The International Committee of the Red Cross has honored Mark Burton, a lifetime Covington resident, with a Florence Nightingale medal.
Burton is one of the four recipients of the 2011 United States award, and only 39 other people in the world received an award this year. Only 1,379 awards have been given since 1912.
Burton will travel to Washington, D.C., to receive his medal on Oct. 26. The Red Cross National Headquarters will pay his travel expenses.
According to Amy Hess, nurse practitioner and Red Cross Disaster Services volunteer who nominated Burton, he has been a "'silent giver' for many years and seeks little recognition."
"I feel that this reward is well overdue in light of his many years of service to the Red Cross on a volunteer basis and his personal devotion to the organization and to disaster services in general for the United States," she wrote in her nomination letter.
Burton began his work as an EMT in 1974, and eventually worked his way to being a registered nurse in 1987.
Burton worked on the rescue squad in Newton County until his employment with Grady Hospital in the emergency department. Following his entrance into the medical field, he joined the Red Cross.
During his time with the Association he responded to 33 disasters, 18 of which were level five disasters.
Burton was positioned at the Pentagon following the Sept. 11 terrorist attacks of 2001.
He later served on the Red Cross' local Disaster Action Team where he responded to calls in Newton County.

▸ **EXERCISE GOAL**: Retype the passage from the article about Mark Burton's Red Cross medal, starting at "Burton is one" and ending at "his travel expenses.".

▸ **SUPPLIED ENTRIES**:

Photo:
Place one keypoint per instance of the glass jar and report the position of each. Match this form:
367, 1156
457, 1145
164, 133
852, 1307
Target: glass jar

▸ **EXERCISE SOLUTION**:
Burton is one of the four recipients of the 2011 United States award, and only 39 other people in the world received an award this year. Only 1,379 awards have been given since 1912.
Burton will travel to Washington, D.C., to receive his medal on Oct. 26. The Red Cross National Headquarters will pay his travel expenses.